Jump to content

Oil leakage on '03 Fabia Estate with BBY engine


Recommended Posts

Hi guys!

 

Problems keep occurring to me and this car, it seems.

 

Now, the other day I noticed there was a small puddle under the bonnet on our parking lot. Of course I got worried, but soon found that coolant as well as brake fluid were still topped up. Oil on the other hand, pretty low, which is funny since I topped it up just a week ago or so. Now, tonight I took the car to a gas station with DIY hall (thus a car lift) so I got to see under it. I shot a video demonstrating on the entire situation.

 

 

It's obvious that we have a leak, but the question is where. It seems like the oil plug has some leakage, but I took a 19 mm spanner and checked it and it wasn't loose or anything. There is no gasket on my oil plug (never have been since I bought the car) but only some sort of metal piece. Perhaps it's simply a gasket made out of metal? It looks like this, anyways.
● ● ● ● ● ● ●
[Tasks to perform]
(a) Copy the records below word for word, leaving out the pictures.
(b) Write the next part of the forum post about the oil leak on the Fabia Estate, picking up after its last sentence.
● ● ● ● ● ● ●
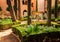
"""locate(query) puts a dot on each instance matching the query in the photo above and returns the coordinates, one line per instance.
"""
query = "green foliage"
(5, 21)
(35, 29)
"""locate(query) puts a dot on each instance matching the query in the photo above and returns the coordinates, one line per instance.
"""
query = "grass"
(5, 21)
(33, 30)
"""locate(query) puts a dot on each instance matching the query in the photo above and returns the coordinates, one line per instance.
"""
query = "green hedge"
(35, 29)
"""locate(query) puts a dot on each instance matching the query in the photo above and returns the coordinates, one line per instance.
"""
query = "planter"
(45, 37)
(5, 26)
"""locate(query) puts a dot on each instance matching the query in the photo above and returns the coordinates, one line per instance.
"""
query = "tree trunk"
(56, 8)
(36, 5)
(29, 12)
(11, 10)
(19, 10)
(15, 8)
(49, 12)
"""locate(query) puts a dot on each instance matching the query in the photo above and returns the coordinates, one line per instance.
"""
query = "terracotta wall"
(23, 7)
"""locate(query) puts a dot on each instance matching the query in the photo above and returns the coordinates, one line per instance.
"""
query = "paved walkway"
(9, 37)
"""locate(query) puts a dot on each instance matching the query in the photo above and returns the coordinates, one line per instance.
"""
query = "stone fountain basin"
(8, 36)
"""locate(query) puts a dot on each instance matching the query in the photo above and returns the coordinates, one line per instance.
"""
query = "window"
(24, 2)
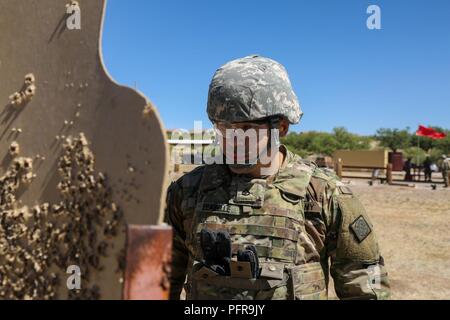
● ● ● ● ● ● ●
[Answers for the exercise]
(a)
"""locate(query) puts a dot on each instance matching the query in the photo above and returns the coordinates, one line per instance.
"""
query = "green foliage"
(5, 21)
(35, 29)
"""locate(query) puts a dot on each instance matching the query in the photo above and returns the coordinates, one line per instance.
"""
query = "grass"
(5, 21)
(33, 30)
"""locate(query) puts a dot on each instance matching the query in the photo above and returns the coordinates, one line per instance.
"""
query = "green hedge"
(35, 29)
"""locate(query) puts a dot on each instance matching the query in the photo above and returns the coordinates, one line per instance.
"""
query = "planter"
(45, 37)
(5, 26)
"""locate(query) puts a dot on each instance matching the query in the photo above and returns the coordinates, one line per instance.
"""
query = "tree trunk"
(56, 8)
(36, 5)
(29, 12)
(11, 10)
(19, 10)
(15, 8)
(49, 12)
"""locate(query) puts a dot on each instance matching the query in the photo above and returns the coordinates, one line per instance.
"""
query = "terracotta wall"
(23, 7)
"""locate(query) puts a dot on each instance matching the query in the photo above and returns the coordinates, one line per instance.
"""
query = "paved walkway"
(9, 37)
"""locate(query) puts a dot on each instance matching the query in the photo above and returns the coordinates, one line per instance.
"""
query = "stone fountain basin"
(8, 36)
"""locate(query) puts a dot on each instance matching the query in the photo above and returns the coordinates, one line per instance.
"""
query = "window"
(24, 2)

(b)
Oh, I guess this could explain a bit(!) of the leakage, but far from all of it. Also, in the video it's obvious that there are more oil. It seems like there are nasty oil all around the oil box. Do you find it likely (judging from the video) that the big gasket inside the oil sump is starting to collapse? Please, say no.

 

Thing is, at first I was really hoping for it to be only the oil filter leaking, since I know that last time I changed oil + filter I did not comply with the strict recommendation to only use hand force when tightening the filter. I (stupid) used a big (32 mm or so) socket to fully tighten it. Now, in the video (about 1 minute and 40 seconds in) you can see the filter, and it's really messy.

 

I was thinking, I know I can change the oil filter myself, but starting dissembling the entire oil sump and it's gasket feels like a much more difficult task. I'm guessing it's more or less like removing/reinstalling engine top, i.e. you can't just tighten all the bolts holding the oil sump out of general feeling, but you need (or should) use something like a torque wrench, to assure that all bolts is similarly fastened.

 

Gosh, I'm a bad mood.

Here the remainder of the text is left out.